_Selected extract:_
════════════════

Heterogeneous effects csdid

Henry Strawforrd

Join Date: Sep 2021

Posts: 228
#1

Heterogeneous effects csdid

17 Oct 2022, 08:38

Is there a way to test for treatment effect heterogeneity by covariate when using csdid? Say we have a binary variable gender and we want to test H0: ATT_female > ATT_male?

PS: csdid is an amazing user-written command by Fernando Rios-Avila https://friosavila.github.io/playing...ain_csdid.html
Tags: None
Nick Barton

Join Date: Apr 2015

Posts: 19
#2

06 Dec 2022, 07:23

While I don't have a solution for you, this question was raised on twitter and received responses from the authors of the Stata command as well as the paper itself (plus the author of did_imputation as a bonus). See here (not sure if I am permitted to post these links but hope they are helpful): https://twitter.com/mobariz_ahmad/status/1511085669883465746
In this thread is a link to some R code to calculate the difference in ATTs between subgroups and then bootstrap the standard errors for the difference in ATT between the two groups: https://www.dropbox.com/s/tbzz7mqwe6...ity_analysis.R

If someone wants to adapt these for Stata, I guess we would both be grateful!
1 like
Comment
FernandoRios

Join Date: Apr 2014

Posts: 2494
#3

06 Dec 2022, 07:45

Hi There
So as of right now, that isn't completely possible
There are two options tho. You can use CSDID and obtain ATTS for Men and Women separately. Then, assuming both samples are independent, and test for the different between both.
You could also get the RIFS for each one (for the Aggregate ATTs) and again compare them directly
Right now CSDID (specifically csdid_stats) has a new option called -save-.
This allows you to "save" the RIF for any of the aggregations you call far.
So you can simply get those RIFS and then estimate variances covariances with clusters using mean or the other companion command csdid_rif
HTH
Comment
Nick Barton

Join Date: Apr 2015

Posts: 19
#4

17 Feb 2023, 09:11

Sorry for the very slow reply here Fernando and thank you for your input.

════════════════

_Task a:_
According to the csdid thread, what new option does csdid_stats have?

════════════════

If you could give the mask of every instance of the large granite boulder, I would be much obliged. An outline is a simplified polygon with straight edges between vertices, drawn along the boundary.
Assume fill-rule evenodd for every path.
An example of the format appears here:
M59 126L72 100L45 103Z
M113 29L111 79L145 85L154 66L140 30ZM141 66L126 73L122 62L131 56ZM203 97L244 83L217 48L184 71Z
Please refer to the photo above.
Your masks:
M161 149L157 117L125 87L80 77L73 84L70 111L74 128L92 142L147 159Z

════════════════

_Task b:_
Convert the entry that follows the csdid thread into a numbered list with one line per item, omitting blank lines.

_Task output a:_
An option called -save-.

_Task output b:_
1. If you could give the mask of every instance of the large granite boulder, I would be much obliged. An outline is a simplified polygon with straight edges between vertices, drawn along the boundary.
2. Assume fill-rule evenodd for every path.
3. An example of the format appears here:
4. M59 126L72 100L45 103Z
5. M113 29L111 79L145 85L154 66L140 30ZM141 66L126 73L122 62L131 56ZM203 97L244 83L217 48L184 71Z
6. Please refer to the photo above.
7. Your masks:
8. M161 149L157 117L125 87L80 77L73 84L70 111L74 128L92 142L147 159Z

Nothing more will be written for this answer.